TASK INSTRUCTIONS - Every record must be copied exactly, from first line to last.

DATA FOR ANALYSIS -
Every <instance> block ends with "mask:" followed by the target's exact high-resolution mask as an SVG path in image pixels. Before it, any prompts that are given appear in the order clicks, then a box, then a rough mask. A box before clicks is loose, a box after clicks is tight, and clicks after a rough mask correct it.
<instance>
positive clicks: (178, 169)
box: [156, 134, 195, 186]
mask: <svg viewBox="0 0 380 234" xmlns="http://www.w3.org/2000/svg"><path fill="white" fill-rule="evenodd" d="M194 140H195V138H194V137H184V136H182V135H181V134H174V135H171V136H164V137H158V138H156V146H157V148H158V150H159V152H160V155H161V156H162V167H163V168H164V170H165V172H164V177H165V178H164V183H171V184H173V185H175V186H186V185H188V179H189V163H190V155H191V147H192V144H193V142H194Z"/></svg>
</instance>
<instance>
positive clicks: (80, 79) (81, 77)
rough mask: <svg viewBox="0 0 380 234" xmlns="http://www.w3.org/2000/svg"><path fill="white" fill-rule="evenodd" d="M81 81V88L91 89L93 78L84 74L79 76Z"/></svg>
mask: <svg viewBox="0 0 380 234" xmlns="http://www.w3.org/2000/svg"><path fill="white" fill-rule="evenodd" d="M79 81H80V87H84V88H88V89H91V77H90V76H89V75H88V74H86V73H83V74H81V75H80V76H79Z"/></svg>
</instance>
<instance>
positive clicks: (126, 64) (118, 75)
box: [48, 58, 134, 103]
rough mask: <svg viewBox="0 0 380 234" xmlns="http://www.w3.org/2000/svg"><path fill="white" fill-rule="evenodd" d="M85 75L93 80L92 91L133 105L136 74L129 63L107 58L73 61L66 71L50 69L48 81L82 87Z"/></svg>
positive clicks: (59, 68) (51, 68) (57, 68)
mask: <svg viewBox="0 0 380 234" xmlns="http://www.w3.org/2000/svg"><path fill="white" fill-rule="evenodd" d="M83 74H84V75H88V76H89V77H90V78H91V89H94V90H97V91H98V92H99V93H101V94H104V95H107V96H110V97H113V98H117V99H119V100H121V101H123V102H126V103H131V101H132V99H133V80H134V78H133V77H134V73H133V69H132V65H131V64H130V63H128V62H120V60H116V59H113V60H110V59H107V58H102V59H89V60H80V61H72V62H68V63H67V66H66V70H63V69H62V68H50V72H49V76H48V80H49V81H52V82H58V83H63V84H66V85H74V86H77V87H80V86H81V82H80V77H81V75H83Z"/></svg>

REPLY -
Every <instance> block ends with "mask:" followed by the target's exact high-resolution mask as an SVG path in image pixels. Before it, any prompts that are given appear in the order clicks, then a box, then a rough mask. A box before clicks is loose, a box after clicks is tight, and clicks after a rough mask correct it.
<instance>
positive clicks: (178, 169)
box: [156, 134, 195, 186]
mask: <svg viewBox="0 0 380 234" xmlns="http://www.w3.org/2000/svg"><path fill="white" fill-rule="evenodd" d="M194 140H195V138H194V137H184V136H182V135H181V134H174V135H171V136H164V137H158V138H156V146H157V148H158V150H159V152H160V155H161V156H162V167H163V168H164V170H165V172H164V177H165V178H164V183H171V184H173V185H175V186H186V185H188V179H189V163H190V155H191V147H192V144H193V142H194Z"/></svg>
</instance>
<instance>
positive clicks: (80, 79) (81, 77)
rough mask: <svg viewBox="0 0 380 234" xmlns="http://www.w3.org/2000/svg"><path fill="white" fill-rule="evenodd" d="M81 81V88L91 89L93 78L84 74L79 76Z"/></svg>
mask: <svg viewBox="0 0 380 234" xmlns="http://www.w3.org/2000/svg"><path fill="white" fill-rule="evenodd" d="M79 81H80V87H84V88H88V89H91V77H90V76H89V75H88V74H86V73H83V74H81V75H80V76H79Z"/></svg>
</instance>
<instance>
positive clicks: (126, 64) (118, 75)
box: [48, 58, 134, 103]
rough mask: <svg viewBox="0 0 380 234" xmlns="http://www.w3.org/2000/svg"><path fill="white" fill-rule="evenodd" d="M85 75L93 80L92 91L133 105L136 74L129 63L107 58L73 61L66 71L50 69L48 81L82 87Z"/></svg>
positive clicks: (59, 68) (51, 68) (57, 68)
mask: <svg viewBox="0 0 380 234" xmlns="http://www.w3.org/2000/svg"><path fill="white" fill-rule="evenodd" d="M83 74H84V75H88V76H89V77H90V78H91V89H94V90H97V91H98V92H99V93H101V94H104V95H107V96H110V97H113V98H117V99H119V100H121V101H123V102H126V103H131V101H132V99H133V80H134V78H133V77H134V73H133V69H132V65H131V64H130V63H128V62H120V60H116V59H113V60H110V59H107V58H102V59H89V60H80V61H72V62H68V63H67V66H66V70H63V69H62V68H50V72H49V76H48V80H49V81H52V82H58V83H63V84H66V85H74V86H77V87H80V86H81V82H80V77H81V75H83Z"/></svg>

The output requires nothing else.